EXTRACTED ENTRIES —
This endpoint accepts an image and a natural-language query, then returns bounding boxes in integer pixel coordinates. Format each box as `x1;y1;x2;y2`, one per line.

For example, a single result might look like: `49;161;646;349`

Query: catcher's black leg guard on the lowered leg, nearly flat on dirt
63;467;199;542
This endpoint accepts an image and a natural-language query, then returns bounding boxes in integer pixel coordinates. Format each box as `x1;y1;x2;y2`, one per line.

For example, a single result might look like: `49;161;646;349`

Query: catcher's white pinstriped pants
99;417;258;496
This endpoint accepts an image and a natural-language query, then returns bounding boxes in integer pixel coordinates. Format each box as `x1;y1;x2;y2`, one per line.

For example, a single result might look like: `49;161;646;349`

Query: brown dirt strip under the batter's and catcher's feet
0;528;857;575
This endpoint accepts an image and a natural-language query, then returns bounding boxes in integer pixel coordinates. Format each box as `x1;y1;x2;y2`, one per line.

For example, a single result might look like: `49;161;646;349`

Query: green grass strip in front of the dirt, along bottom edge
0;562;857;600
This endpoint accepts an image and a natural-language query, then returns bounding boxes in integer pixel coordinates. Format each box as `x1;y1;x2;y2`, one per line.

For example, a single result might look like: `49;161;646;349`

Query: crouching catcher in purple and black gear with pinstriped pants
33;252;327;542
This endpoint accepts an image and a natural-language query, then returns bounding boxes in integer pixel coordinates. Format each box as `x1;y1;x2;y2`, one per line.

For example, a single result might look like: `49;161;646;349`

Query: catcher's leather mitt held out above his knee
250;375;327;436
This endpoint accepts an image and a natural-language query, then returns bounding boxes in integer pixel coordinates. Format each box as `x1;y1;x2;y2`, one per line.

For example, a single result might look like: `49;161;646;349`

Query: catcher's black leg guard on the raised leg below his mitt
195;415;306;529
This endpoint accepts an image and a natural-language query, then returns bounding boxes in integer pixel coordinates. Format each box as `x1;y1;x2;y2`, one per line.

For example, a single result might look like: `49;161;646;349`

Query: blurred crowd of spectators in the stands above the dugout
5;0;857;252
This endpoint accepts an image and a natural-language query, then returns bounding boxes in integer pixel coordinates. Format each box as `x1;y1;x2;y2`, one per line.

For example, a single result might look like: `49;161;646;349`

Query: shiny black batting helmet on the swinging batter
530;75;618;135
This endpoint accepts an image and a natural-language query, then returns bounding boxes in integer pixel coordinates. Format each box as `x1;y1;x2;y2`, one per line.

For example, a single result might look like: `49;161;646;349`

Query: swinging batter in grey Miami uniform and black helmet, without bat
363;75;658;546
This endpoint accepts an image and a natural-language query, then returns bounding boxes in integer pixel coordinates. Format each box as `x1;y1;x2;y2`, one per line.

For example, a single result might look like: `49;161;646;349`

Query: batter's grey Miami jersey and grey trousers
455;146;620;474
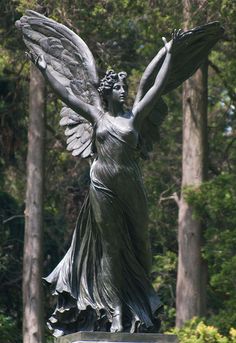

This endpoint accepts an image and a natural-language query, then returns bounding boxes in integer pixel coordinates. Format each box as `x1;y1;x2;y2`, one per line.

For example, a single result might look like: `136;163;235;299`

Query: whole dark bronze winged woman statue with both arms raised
16;11;222;336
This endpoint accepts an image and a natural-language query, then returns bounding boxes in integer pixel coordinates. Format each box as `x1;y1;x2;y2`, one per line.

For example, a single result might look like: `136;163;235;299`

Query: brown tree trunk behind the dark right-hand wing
176;0;207;327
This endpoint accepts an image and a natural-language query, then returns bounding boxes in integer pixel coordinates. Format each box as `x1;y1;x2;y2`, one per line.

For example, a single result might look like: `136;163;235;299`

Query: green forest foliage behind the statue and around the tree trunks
0;0;236;343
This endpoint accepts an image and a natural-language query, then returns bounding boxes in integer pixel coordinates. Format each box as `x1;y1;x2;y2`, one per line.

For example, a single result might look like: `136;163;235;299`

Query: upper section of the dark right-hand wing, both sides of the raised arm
134;21;224;104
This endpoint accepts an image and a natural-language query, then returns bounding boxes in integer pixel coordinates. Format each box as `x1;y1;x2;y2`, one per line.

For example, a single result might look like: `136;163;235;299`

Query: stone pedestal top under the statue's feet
55;332;178;343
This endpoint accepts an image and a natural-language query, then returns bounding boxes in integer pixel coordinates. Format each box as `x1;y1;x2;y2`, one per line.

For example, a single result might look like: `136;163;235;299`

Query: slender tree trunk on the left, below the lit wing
23;64;45;343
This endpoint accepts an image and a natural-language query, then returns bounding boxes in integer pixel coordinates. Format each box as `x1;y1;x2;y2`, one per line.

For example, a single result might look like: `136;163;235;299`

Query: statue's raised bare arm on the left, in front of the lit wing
28;54;98;124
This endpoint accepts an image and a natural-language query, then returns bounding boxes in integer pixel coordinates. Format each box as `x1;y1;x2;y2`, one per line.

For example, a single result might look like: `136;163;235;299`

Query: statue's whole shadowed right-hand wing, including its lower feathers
134;22;224;158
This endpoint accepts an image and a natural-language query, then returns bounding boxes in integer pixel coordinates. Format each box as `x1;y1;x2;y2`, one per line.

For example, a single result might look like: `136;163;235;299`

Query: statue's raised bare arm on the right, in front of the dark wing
133;30;181;130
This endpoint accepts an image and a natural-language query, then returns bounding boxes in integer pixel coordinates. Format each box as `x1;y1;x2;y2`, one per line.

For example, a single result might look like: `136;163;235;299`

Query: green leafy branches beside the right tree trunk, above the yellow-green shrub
185;173;236;332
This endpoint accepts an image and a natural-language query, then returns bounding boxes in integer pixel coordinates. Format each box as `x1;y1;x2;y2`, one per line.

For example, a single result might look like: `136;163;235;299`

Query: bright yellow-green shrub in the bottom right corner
171;318;236;343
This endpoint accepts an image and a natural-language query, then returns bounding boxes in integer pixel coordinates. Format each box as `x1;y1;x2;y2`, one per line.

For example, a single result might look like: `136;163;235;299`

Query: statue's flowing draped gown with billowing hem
46;114;162;335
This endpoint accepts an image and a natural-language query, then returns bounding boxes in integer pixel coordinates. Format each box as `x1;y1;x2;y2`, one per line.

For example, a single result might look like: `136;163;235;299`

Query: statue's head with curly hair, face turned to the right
98;70;128;104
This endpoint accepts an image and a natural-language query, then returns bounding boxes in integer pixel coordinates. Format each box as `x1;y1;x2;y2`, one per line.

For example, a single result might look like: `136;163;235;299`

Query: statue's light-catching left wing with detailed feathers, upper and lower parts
16;11;102;158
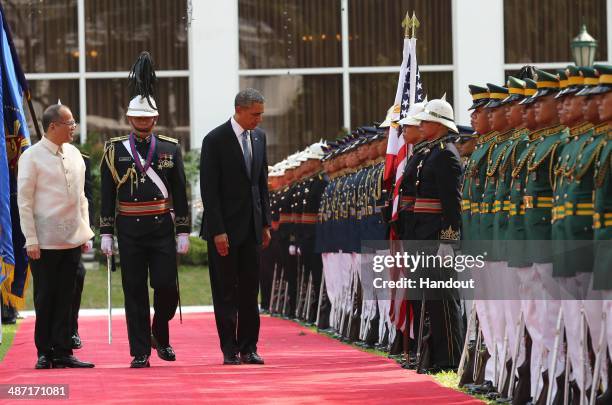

ASSIGNMENT — Return all of the entries exactly as written, but drop any pictures they hold.

RESULT OF THIS TASK —
This endpoint accepts an image and a natural-language query, then returns bounding boxes in integer pixel coordinates. Format each box as `x1;y1;x2;y2`, one per line.

For example, a single result might look like: `49;161;646;349`

Query: catcher's black leg guard on the lowered leg, nearly flat on dirt
63;467;199;542
This endpoint accepts an image and a natural-language query, then returns bounding boxes in integer pixel coordinates. Format each box as `x1;y1;x2;y2`, one per line.

For example, a single result might look like: `49;161;646;349`

Query: catcher's white pinstriped pants
99;417;258;496
This endpoint accepts an image and a natural-language query, then returns bounding boxes in integer pixel coordinates. Format each box as `x1;y1;x2;y2`, one per line.

For example, a single result might look like: `49;161;646;349`

Query: brown dirt strip under the batter's and catcher's feet
0;528;857;575
This endpoint accepts an image and a natural-language query, then returns bounding boxes in integer pixel coordinates. Format each box as `x1;y1;x2;y2`, one per line.

For example, a single result might look like: `49;161;646;349`

Query: green grass strip in front of the dirt, along bottom edge
0;562;857;600
This endpoint accepts an image and a natural-language query, then returns bounding boxes in integer pixel coordinates. Format each box as `x1;y1;x2;y2`, one per line.

For example, a single result might look like: `49;161;646;349`

Query: crouching catcher in purple and black gear with pinstriped pants
33;252;327;542
This endpoint accepts an image and a natural-language query, then returns bounding boxes in integer pixel coordinates. Format each box as `x1;y1;x2;y2`, one per line.

For example, a single result might look like: `49;161;646;349`

Query: catcher's leather mitt held out above his knee
250;375;327;436
This endpoint accepts an image and a natural-language query, then returns bounding boxes in integer pixel coordinates. Format each box as `x1;y1;x2;y2`, one per line.

For example, a single result might look like: `49;161;646;349`

Query: catcher's black leg guard on the raised leg below his mitt
195;415;306;529
This endpoint accepts an image and a natural-language query, then returns bounding boxes in integer pixel coordinates. Format each box as `x1;y1;x2;y2`, one per line.

For example, a single result might look like: `49;161;646;349`

Query: blurred crowd of spectators in the stands above the dugout
5;0;857;252
This endpoint accepts an image and a natural-language query, then returns bounding boxes in integer pixel coordinates. Format each box as `x1;y1;x2;y2`, one per line.

For example, a single result might look like: `49;161;646;349`

Query: shiny black batting helmet on the swinging batter
530;75;618;135
This endpoint accepts an image and a natural-language query, then returns bounding boxes in integer pixel coordinates. Format each box as `x1;y1;x2;y2`, one per line.

For example, a single result might look like: `49;161;646;349`

Query: swinging batter in grey Miami uniform and black helmet, without bat
363;75;658;546
This endpoint accepts an image and a natural-language query, then returns bounding boxes in integer pixel coordinates. Format each box as `x1;y1;x2;y2`, one per line.

For example, a single result might look like: `49;161;646;349`

Query: batter's grey Miami jersey and grey trousers
455;146;620;474

This endpoint accepts an image and a natural-language query, then returns bounding boxes in integer pixel coordinates. Format each box as `x1;y1;x2;y2`, one per line.

For example, a single result might look like: `136;163;235;299`

Query: whole dark bronze winged woman statue with both arms raised
16;11;222;336
This endpoint accepts an image and a natural-language query, then returns bounding boxes in integer pixel coordinates. Format each box as `x1;y1;x2;y2`, one per line.

For example, a single result might look like: `136;163;235;299`

Query: brown tree trunk behind the dark right-hand wing
176;0;207;327
This endpoint accepts an image and a natural-language query, then returns bounding boxes in integer pixel coordinates. Format each box as `x1;y1;x2;y2`, one per line.

For example, a single result might look like: `136;163;235;299`

Query: green forest foliage behind the statue and around the tree trunks
0;0;236;343
This endpoint accepts an image and a natural-language query, then returns bounding boxes in integer pixel coordinates. Format each box as `x1;y1;x2;y2`, one per line.

For example, a single result might look like: `136;163;235;299`

Query: upper section of the dark right-hand wing, both sides of the raised arm
134;21;224;104
This endpoint accepts an image and a natural-language query, then returns bounding boxes in integer pixel coordinates. Format each box as `x1;y1;x2;y2`, one per line.

For example, a single result might look like: `136;163;235;299`

Query: stone pedestal top under the statue's feet
55;332;178;343
This endpoint accepts an image and a natural-language query, then returns bounding boxes in integer pixel coordinates. Format each box as `x1;y1;x2;y2`, one per line.

For example, a single result might look like: `136;163;235;299`

Query: slender tree trunk on the left, below the lit wing
23;64;45;343
This endpoint accepts an image and a natural-language query, then returns bounding boxes in integer pixel coordinates. Format each box as `x1;y1;x2;y2`, one per line.

For example, a single result might look like: `136;163;235;299`

Query: statue's raised bare arm on the left, in front of the lit wing
28;54;98;124
This endpoint accepts an image and a natural-language query, then returns bounding boxes in integer pixel coordinates. Format each box as `x1;y1;x2;y2`, one per line.

For example, a single result might look like: `136;163;235;299`

Query: statue's whole shadowed right-hand wing, including its lower feathers
134;22;224;158
This endpoint accepts an image and a natural-language query, then returns bounding boxes in integer pixel coordinates. Format each box as `x1;y1;x2;y2`, one per line.

For example, a single result might look like: `136;163;235;299`

Query: statue's raised bare arm on the right, in front of the dark wing
133;30;181;130
This endpoint accepts an image and a natural-language query, then returns bounding boxes in integer pixel coordinates. Format each box as `x1;y1;x2;y2`, one per line.

For example, a single result might look like: `136;163;235;299`

Query: green leafy branches beside the right tree trunk, above the yellow-green shrub
185;173;236;332
This endpoint accepts an image and a natural-language query, then returns bounding boxes in integer pixel coordinates. Format each box as `x1;y1;x2;y2`, one per line.

For example, a single result might look like: `136;163;235;299`

Query: bright yellow-green shrub in the bottom right corner
171;318;236;343
This endpoint accepts an image and a natural-language query, then returns bounding boxes in integer pixel coordinates. Format each box as `x1;y1;x2;y2`, one per line.

For example, a single result might look like: `136;163;235;299`

Query: statue's flowing draped gown with billowing hem
46;114;162;335
This endpoint accepts an image and a natural-language query, then returns bounding boxes in integer pixel coordinates. Format each box as `x1;y1;x2;y2`, one per line.

For example, a single result might look like: `136;163;235;299`

Query: statue's head with curly hair, face turned to the right
98;70;128;104
This endpoint accepts an image and a natural-language query, then returns bounding boxes in integer pixel coordinates. Format each box as `x1;y1;x2;y2`, one per line.

For example, a single result might look like: `136;163;235;299`

Query: statue's light-catching left wing with detailed feathers, upper and lower parts
16;11;102;158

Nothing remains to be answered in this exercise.